◆ **Textauszug**:
───
Noch schlimmer ist nur das Ende des Romans. Perry Rhodan packt einen Waffententakel eines Roboters (!!!) und schießt damit um sich. Das heißt der Roboter schießt und Rhodan lenkt den Schussarm. Das wirkt schon armselig, aber in dieser entscheidende, aussichtslosen Situation nähert sich vom vierten Arkonplaneten - der Elysischen Welt - ein Raumschiff mit wabernden Konturen und landet auf dem Innenhof des Kristallpalasts, in dem gerade gekämpft wird. Unter dem Verzerrungsfeld befindet sich eine 50 Meter lange kobaltblaue Walze. Der Regent marschiert in Tranche auf die Walze zu. Rhodan reagiert als erster und kommt einen Moment zu spät. Der Regent wird eingelassen. Natürlich öffnet sich für Rhodan ein anderes Schott, ein Mausbiber - nicht Gucky - holt Perry Rhodan an Bord und auf geht es zum Schlusskampf zum vierten Arkonplaneten, dessen Prüfungen beweisen sollen, ob der Regent Imperator werden kann oder ein Eindringling ist.
Die kobaltblauen Walzen haben mehrmals schon in die Handlung eingriffen. Vom aktiven Handeln kann weniger gesprochen werden. Natürlich ist Perry Rhodan weniger überrascht vom Auftauchen der Walze als die Arkoniden, weil er sie schon einmal gesehen hat und in ihr war. Die Tatsache, dass der Regent/ Imperator zur elysischen Welt mit einer Walze gebracht wird, zeigt den gigantischen Einfluss des Kosmokraten in einem Frühstadion der Serie. Was allerdings die Erstauflage erst drakonisch unter Scheer und dann philosophisch unter Voltz – es gibt einen kleinen Wink an einen arkonidischen Dichter mit Namensähnlichkeit – über Jahrzehnte aufgebaut hat, wirkt in „Neo“ wie der Stein, der eine zu vielschichtige und sich trotzdem her phlegmatisch entwickelnde Handlung zum Überlaufen bringt.
───
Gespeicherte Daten
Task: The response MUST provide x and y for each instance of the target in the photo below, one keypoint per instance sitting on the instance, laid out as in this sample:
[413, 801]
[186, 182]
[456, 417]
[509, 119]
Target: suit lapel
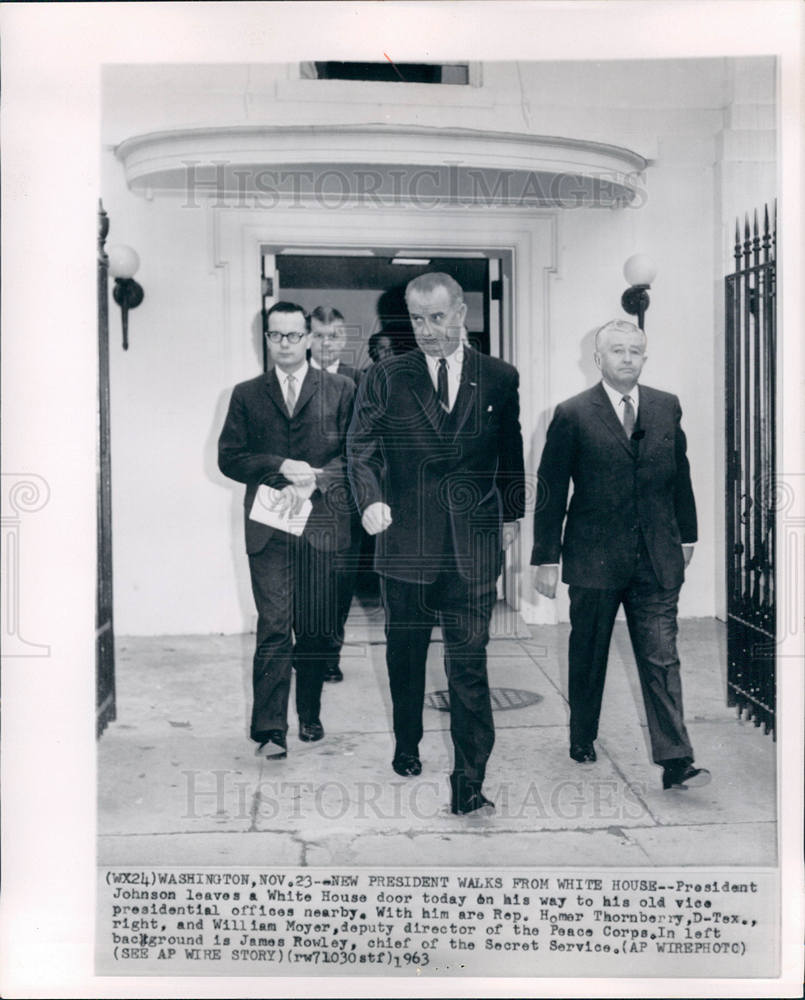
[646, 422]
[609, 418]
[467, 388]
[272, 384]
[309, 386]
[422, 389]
───
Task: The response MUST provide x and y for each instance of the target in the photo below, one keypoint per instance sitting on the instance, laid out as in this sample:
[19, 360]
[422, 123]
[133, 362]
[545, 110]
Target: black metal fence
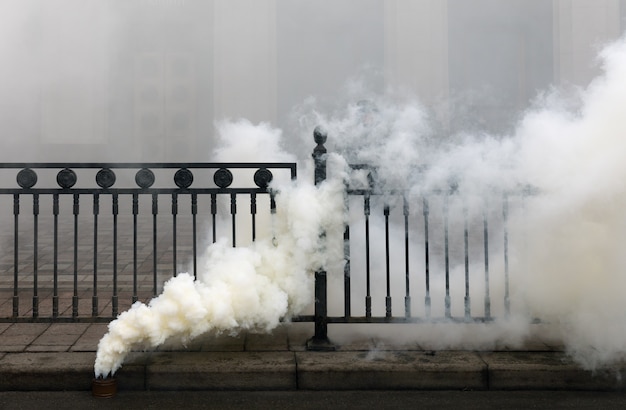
───
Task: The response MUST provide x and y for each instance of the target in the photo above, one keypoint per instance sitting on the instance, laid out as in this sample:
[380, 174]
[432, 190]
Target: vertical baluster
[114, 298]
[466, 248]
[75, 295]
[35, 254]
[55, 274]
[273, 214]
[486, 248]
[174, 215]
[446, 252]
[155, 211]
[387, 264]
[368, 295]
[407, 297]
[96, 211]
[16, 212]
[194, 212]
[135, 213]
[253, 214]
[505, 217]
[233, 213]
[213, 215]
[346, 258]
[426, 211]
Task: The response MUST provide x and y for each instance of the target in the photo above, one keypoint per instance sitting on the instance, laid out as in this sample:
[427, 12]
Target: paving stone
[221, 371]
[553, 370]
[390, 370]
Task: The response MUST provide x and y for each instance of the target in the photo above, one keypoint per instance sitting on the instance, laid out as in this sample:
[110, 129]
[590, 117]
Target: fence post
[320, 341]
───
◆ **Gestellte Aufgabe**: Schreib die Romanbesprechung zu Perry Rhodan bitte nach ihrem letzten Satz weiter. Die Datensätze stehen in keinem Zusammenhang mit der Romanbesprechung.

◆ **Lösung**:
Die zweite Handlungsebene ist die Eroberung der Kriegswelt Arkon III. Auch hier muss bedacht werden, dass Atlan fast zehntausend Jahre auf der Erde förmlich geschlafen hat und die letzten Entwicklungen im arkonidischen Reich im Schnelldurchlauf zu erlernen sucht. Dabei sind seine Fortschritte unglaublich. Neben dem erfolgreichen Aufstand der Naats geht es jetzt darum, die konfigurierten Transitionsdämpfer auszuschalten, mit denen die Arkon Planeten geschützt sind. Der Code wird vom Stützpunkt Ker´Mekal bezogen. So kann Atlan ohne Probleme Atlans Rebellenflotte Arkon III erreichen und die Boden- sowie Orbitalforts zu vernichten, während Pertia ter Galen den Naat Aufstand niederschlagen soll. Pertia hält ihre Flotte allerdings zurück, um nicht unnötig Blut zu vergiessen. Das impliziert, dass sie ebenfalls nicht mit der Politik des Regenten einverstanden ist. Diese Motivation arbeitet Christian Montillon aber zu wenig heraus. Bedenkt der Leser, dass ein Ring um einen der Arkonplaneten abgestürzt und anscheinend die Oberfläche einer ganzen Welt vernichtet hat; die Naats wieder auf einen Aufstand anführen und eine Rebellenflotte die Kriegswelt beschießt, ist die Reaktion des Regenten genau wie der Militärs verhalten. Irgendwie hat der Leser das unbestimmte Gefühl, als haben die Autoren die Relation zwischen der vielleicht töneren Mächtigkeit Arkons und den irdischen Kräften verloren. Es ist erstaunlich einfach, wie Atlans Konverterkanone den Schutzschirm knackt, aber plötzlich die Basis nicht zerstört wird.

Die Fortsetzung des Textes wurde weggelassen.